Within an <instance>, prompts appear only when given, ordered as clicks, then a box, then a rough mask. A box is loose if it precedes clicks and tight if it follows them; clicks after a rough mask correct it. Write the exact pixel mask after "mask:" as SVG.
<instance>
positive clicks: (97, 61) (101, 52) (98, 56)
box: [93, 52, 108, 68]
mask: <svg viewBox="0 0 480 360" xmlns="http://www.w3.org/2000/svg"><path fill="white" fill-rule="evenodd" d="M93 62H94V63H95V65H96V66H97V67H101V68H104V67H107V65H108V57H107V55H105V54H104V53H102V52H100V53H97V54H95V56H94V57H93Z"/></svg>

Your objective: Rewrite the stretch from the start of the rows through the line containing "box: [93, 52, 108, 68]", switching "clicks" to "points" wherever it occurs and leaving everything else unchanged. Give only those lines.

Answer:
Within an <instance>, prompts appear only when given, ordered as points, then a box, then a rough mask. A box is loose if it precedes points and tight if it follows them; points after a rough mask correct it. Write the exact pixel mask after "mask:" as SVG.
<instance>
positive points: (97, 61) (101, 52) (98, 56)
box: [93, 52, 108, 68]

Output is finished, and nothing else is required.